Thursday, May 28, 2009

Anthopomorphic Chariots and Their Four Legged Id

I read the other day words by a father describing his feelings watching a video of one of his children giving a tour of the families town house in 1995.  Two little girls, sisters of the young man giving the tour, were toddling in the background.

This same gentleman had endeared me somewhat to his blog, last November, when he described his daughters at about age five and six, kneeling close to the screen of the television, saying, "I like this one..." one and then the other.

I have seen that happen with children I have cared for, and when you are very young it means nothing (somewhat like the antics of your siblings when you are all kids.)  But even at twenty eight years old, I heard in the little girls I was watching, as they conjured what words they could, that desire to mark the world with their profession that some things make you feel kinda great.

I could go on and on, about that, and really would like to, but the feelings my readers have are the better version, of whatever I might say.  

Of course, feeling great, isn't what the father was writing about.  In fact it is extremely interesting to me how feeling bad, and other improvisations of such feelings, guides and conjures, folds and massages our perspectives.  Sometimes so dramatically that a matter of some small significance (even insecurity) can become one of your more appreciated qualities in your life.  

This writing gentleman, who may or may not read these words (I wrote him a year ago, and he has written me back that he read some of my stuff, but his interests are very much outside of my own in most ways, so...) will go nameless.  The lessons I have learned from his writing about himself, aren't so particular in content, and can be found in the lives of almost anyone.  Mostly he interests me because he comes from one sort of world, in California.  And he has adopted a number of different camps in our pluralistic society to abide by; some of them antagonistic to others, and some of them that seem to stand in for expressions that his civic and religious bearing would not otherwise allow him to make.  Like most people, any label really doesn't describe him.  But he cultivates an appearance that does not completely honor that fact.  He is normal, in that sense (yet very interesting) and that's why I chose him to discuss.

But first a shaggy dog story (owed, in a sense to Issac Asimov...)

When I first came to Bloomington, I lived in my car.  It was not a particularly romantic decision, or experience, though I was safer than I had been in Indianapolis, and somewhat taken by a sense that I was surrounded by people who would naturally (in prejudice) regard me as a number of things that I could choose, or refuse, to exemplify.  Such is the privilege of some folks in certain places. 

I generally chose to exemplify.  Not to the satisfaction of, say, the Rotary Club.  But certainly to the satisfaction of the sort of people or persons that are attracted to this town.  

One day I was driving about and saw a restaurant/ bar with outdoor seating, and parked my car and entered the place and ordered a beer.  I went outside to the cheap plastic furniture and sunlight, and sat with the beer and stared out at the trees.  Shortly, a huge truck pulled in to the parking lot (which like many in my area, is at a steep incline, giving the truck an even bigger entrance into my imagination.)  I entertained the usual thoughts about this gleaming impostor into my virtuous journey.  I know so much better than this guy, I thought.  Or rather, felt.

The reason for the size of the truck became abundantly clear, when, a giant of a man, wearing the usual apparatus of midwestern middle aged men, withdrew from the apparently crowded confines of his cab.  Just before I turned my gaze elsewhere so as not to add to the instances this truck driving gentleman can tally that normally shaped people have realigned his normal brain, to his lack of normalcy, I couldn't help but notice, in one of his two liter sized hands he cradled a tiny, white dog.
*-*-*
*EXERCISE INSTRUCTIONS*.
[A] According to the blog post, where did the writer live when first coming to Bloomington?
[B] Continue the blog post about the big truck and the tiny white dog, starting right after its final sentence.
*-*-*
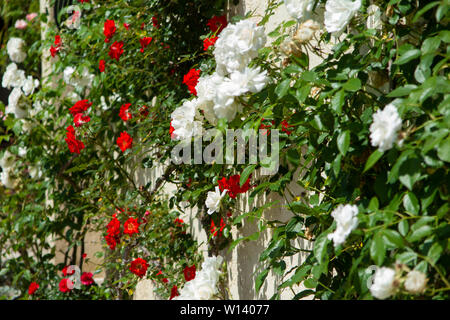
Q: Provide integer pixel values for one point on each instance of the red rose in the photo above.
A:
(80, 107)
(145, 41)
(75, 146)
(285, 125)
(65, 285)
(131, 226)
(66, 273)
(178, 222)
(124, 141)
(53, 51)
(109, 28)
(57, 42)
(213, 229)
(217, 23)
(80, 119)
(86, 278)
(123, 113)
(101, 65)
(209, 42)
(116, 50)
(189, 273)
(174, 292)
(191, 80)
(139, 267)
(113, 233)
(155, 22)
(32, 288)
*-*-*
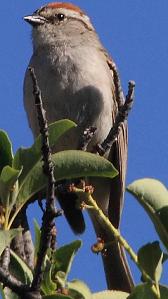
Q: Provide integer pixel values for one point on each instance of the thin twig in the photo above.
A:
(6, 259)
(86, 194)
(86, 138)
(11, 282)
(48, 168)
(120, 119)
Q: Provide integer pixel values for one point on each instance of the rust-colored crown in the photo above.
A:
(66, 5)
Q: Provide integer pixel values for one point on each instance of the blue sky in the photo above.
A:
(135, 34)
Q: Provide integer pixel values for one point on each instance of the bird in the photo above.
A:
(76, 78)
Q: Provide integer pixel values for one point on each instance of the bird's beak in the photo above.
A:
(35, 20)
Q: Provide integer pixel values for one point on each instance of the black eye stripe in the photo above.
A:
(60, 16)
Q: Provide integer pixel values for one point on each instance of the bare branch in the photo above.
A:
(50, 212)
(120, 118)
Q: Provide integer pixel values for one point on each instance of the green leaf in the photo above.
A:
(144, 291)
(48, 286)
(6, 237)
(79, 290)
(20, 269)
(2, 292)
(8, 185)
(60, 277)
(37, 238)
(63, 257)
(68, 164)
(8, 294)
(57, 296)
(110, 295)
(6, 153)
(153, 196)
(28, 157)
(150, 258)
*-*-*
*RESULTS IN ORDER*.
[A] In a car.

[B]
"Well," I thought, "at least I can stare at the dog with impunity." I took a sip of beer.

As the little white dog directed his anthropomorphic chariot into the bar, I couldn't help but notice the tiny thing (I have never really liked little dogs. Mostly I am impressed that they have convinced scientists that they come from wolves way back.  More on all that later.) didn't like me so much.  It was making a little sneering sound, that sort of echoed out of the instrument of the big man's hand, and was impressively suggestive of the dogs displeasure at my existence.  I was a bit baffled, knowing as I do, how lacking that little creature is in virtue, where it got the same idea about me.  But, then I noticed something really beautiful.  Something freakishly human, and yet otherworldly in what it suggested to me.  

As the fluffy white demon sneered louder and louder, in passing me to enter the bar, the look on the man's face was cracking ever so subtly, closer and closer to a grin.  That little dog was saying what, perhaps, the gentleman would never.

It occurred to me for the first time how lovely it must be to take the four legged cotton ball to the park, and watch it frolick about for a time, then trot up to some cretinous fellow and piss on his foot.  The giant could run up to the person and apologize profusely, his bellows of sorrow just pitiful enough to deny him the victims rage.  His size wouldn't hurt either.  But the cretinous fellow could only wring his shoe out when he got home, and shake his head for the thousandth time on why it is that in America we've never domesticated dogs for real.  They aren't our best friends (obviously.)  They are agents of our id.  Or happy coconspirators, taking the blame, and with no property to be confiscated by the arbiters of justice.  And their owners?  They must know they are drugged in the opiate of these uncivilized carnivores, right?  

Well, what was merely a wonderful night of lovemaking with your lover or wife, will become in time (you will profess to yourself or others or both) your reason for living.  If she gets pregnant that is.  And you will not be able to remind yourself of the lack of smooth transition from the nihilism of your ecstatic sexual shuddering, to the full embrace of the overwhelming implications of a baby's cry.  And yet you do not pace the floor of your life, wringing your hands at the fickle aims of your nature.  Everybody's got their reasons.  You grew up, settled down, became a responsible adult.  And it's hardly your fault that your method of achieving this was through the portal of karmic bliss.  And it had been awhile.

There is nothing too disturbing about the manner in which we achieve our greatest treasures.  That we call them achievements speaks to the sacred nature of the thing.  And not everything in life, even if it is cruelly expensive, yields to the clever formulae of economics, or the rational order that our memory sets up into like concrete.  Our mythologies and excuses are gigantic blessings, as anyone who's spent time in the company of people who are bereft of them knows.

The big man's dog may simply, like a farm animal caught flagrante delicto while chewing its cud, been indifferent, or saying hello.  But I have to wonder then, on the face of the man, why the smile?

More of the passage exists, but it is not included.